— TEXT BLOCK —

Click on triangle to see title and abstract of talks.
Title: The scum at CQC Oxford
Abstract: Besides sitting in our dedicated basement bar, what else are we about. This will be a bit of a quantum group history lesson, and a bit about current quantum industry landscape.
Session 1: QNLP
Title: Categories of Formal and Cognitive Concepts
Abstract: I'll give an overview of some of my recent work on compositional semantics based on formal notions of concepts from cognitive science and computer science. If I have time I may also mention work on formal models of consciousness.
Title: Grammar Circuits
Abstract: More compositional natural language semantics, directed by natural language syntax. This time the semantics are in a more computer-friendly format.
Title: Implementing "from words to meaning"
Abstract: The Discocat model (Coecke et al.) and its implementations ( discopy ) propose a way of generating a sentence meaning via grammatical composition of it words meanings. Grammatical composition is often obtained exploiting reduction rules of the compact closed category of Pregroups. A prerequisite for such composition is the assignment of pregroup types to the words of the sentence. Currently, this assignment process is performed manually. This yields several limitations, including the difficulty of scaling up the model and testing it extensively on real data. Another aspect of Discocat that needs further exploration regards semantic representation of functional words (e.g transitive verbs ). Functional words are represented in Discocat - following a widely accepted approach (see e.g. CCG grammars) - as processes inputting and outputting other parts of speech. Discocat initially referred to distributional compositional categorical model of meaning, aiming at composing distributional semantic models. Distributional models represent word meaning according to their distribution in a Corpus with respect to a set of context words. In such framework - as well as the state-of-the-art learnt semantic vectorial embedding (e.g. Word2Vect, BERT etc) - the representation of functional words remains non trivial. Several theoretical options suitable for the Discocat model have been proposed (density matrices, tensors etc) but scaled-up implementations are currently missing. We aim to discuss the plan for a model (or two separate ones) that is (are) capable of performing the following tasks: 1) Learning pregroup type assignments via supervised methods; 2) learning semantic representations of functional words via unsupervised methods. The aim of the model(s) is (are) to provide a full implementation of Discocat, able to effectively go from real text to a computable sentence meaning, trained for a chosen semantic task.
Title: Concrete Diagrams
Abstract: String diagrams serve as a graphical language for tensor networks. Rewrite rules can be used to reason about a wide range of problems from different disciplines when they are cast as tensor networks. Examples include model-counting, partition functions, link invariants, quantum amplitudes, and meaning of sentences in natural language.
Session 2: Quantum Computation, Information and Foundation
Title: Title not available: talk is in the future.
Abstract: Do you ever have that strange feeling that something is about to happen but you don't quite know what? Did you ever wonder why? This talk will have the answer: it's called "causality", and we know nothin... *coughs* all about it.
Title: Routed quantum circuits
Abstract: We argue that the quantum-theoretical structures studied in several recent lines of research cannot be adequately described within the standard framework of quantum circuits. This is in particular the case whenever the combination of subsystems is described by a nontrivial blend of direct sums and tensor products of Hilbert spaces. We therefore propose an extension to the framework of quantum circuits, given by routed linear maps and routed quantum circuits. We prove that this new framework allows for a consistent and intuitive diagrammatic representation in terms of circuit diagrams, applicable to both pure and mixed quantum theory, and exemplify its use in several situations, including the superposition of quantum channels and the causal decompositions of unitaries. We show that our framework encompasses the `extended circuit diagrams' of Lorenz and Barrett [arXiv:2001.07774 (2020)], which we derive as a special case, endowing them with a sound semantics.

— STATED TASK 1 —
Retype the talk abstracts, everything from "Title: Grammar Circuits" down to "more computer-friendly format.".

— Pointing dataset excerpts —
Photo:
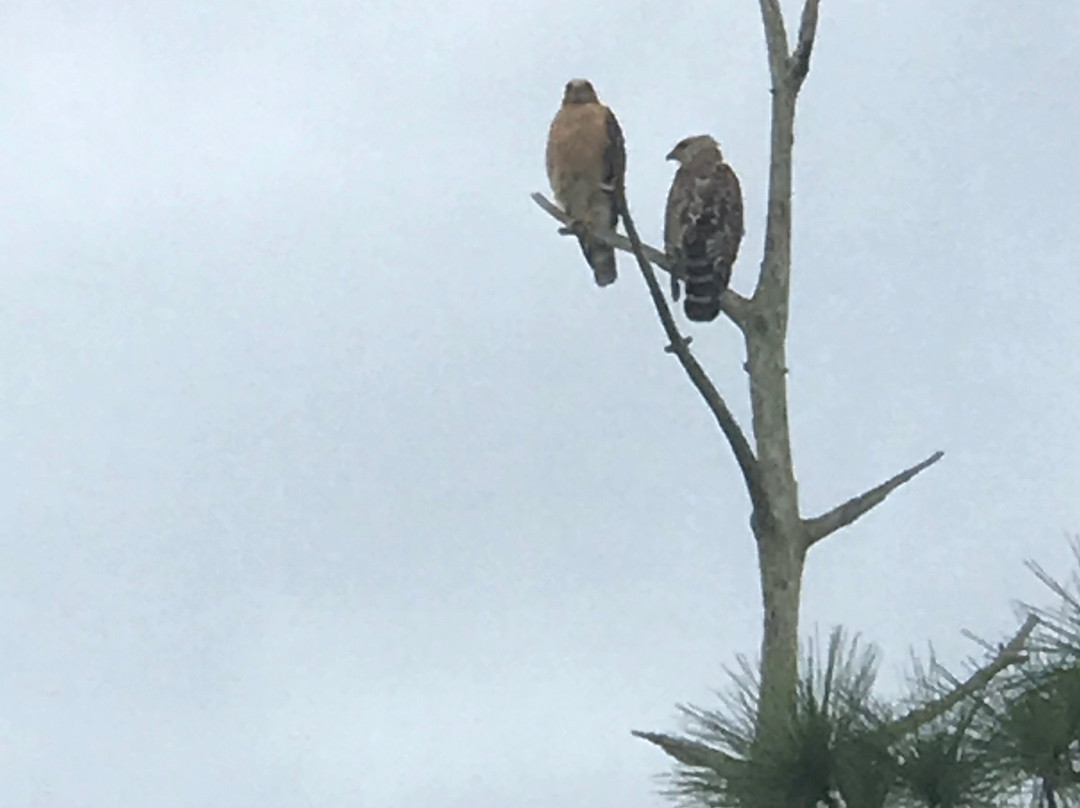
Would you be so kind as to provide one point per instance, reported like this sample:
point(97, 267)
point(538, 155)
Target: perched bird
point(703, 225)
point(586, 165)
* * *
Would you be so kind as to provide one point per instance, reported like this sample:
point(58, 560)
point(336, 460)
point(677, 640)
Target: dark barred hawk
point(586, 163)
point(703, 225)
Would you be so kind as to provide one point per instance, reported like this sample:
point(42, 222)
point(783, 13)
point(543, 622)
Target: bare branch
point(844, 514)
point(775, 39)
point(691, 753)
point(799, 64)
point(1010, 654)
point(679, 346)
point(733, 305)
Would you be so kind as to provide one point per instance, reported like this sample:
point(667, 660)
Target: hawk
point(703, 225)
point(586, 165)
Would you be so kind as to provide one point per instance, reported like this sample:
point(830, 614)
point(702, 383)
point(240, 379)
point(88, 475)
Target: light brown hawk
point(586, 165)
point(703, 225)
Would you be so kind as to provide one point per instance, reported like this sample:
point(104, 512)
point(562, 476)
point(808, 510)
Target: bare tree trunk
--
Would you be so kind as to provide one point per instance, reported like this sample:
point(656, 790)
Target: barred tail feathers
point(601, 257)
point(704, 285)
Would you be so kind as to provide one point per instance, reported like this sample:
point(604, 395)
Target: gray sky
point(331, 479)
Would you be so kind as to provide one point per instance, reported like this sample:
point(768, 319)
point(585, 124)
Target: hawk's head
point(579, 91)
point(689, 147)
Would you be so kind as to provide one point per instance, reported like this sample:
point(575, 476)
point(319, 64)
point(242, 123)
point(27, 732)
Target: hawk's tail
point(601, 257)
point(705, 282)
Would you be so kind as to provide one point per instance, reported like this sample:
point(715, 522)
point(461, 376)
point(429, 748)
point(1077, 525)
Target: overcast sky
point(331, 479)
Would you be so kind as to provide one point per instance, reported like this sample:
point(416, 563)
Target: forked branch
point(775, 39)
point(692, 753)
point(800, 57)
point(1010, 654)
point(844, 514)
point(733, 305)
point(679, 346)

— STATED TASK 2 —
Pull out every line of the records that contains the word "barred".

— EXERCISE SOLUTION 1 —
Title: Grammar Circuits
Abstract: More compositional natural language semantics, directed by natural language syntax. This time the semantics are in a more computer-friendly format.

— EXERCISE SOLUTION 2 —
Target: dark barred hawk
Target: barred tail feathers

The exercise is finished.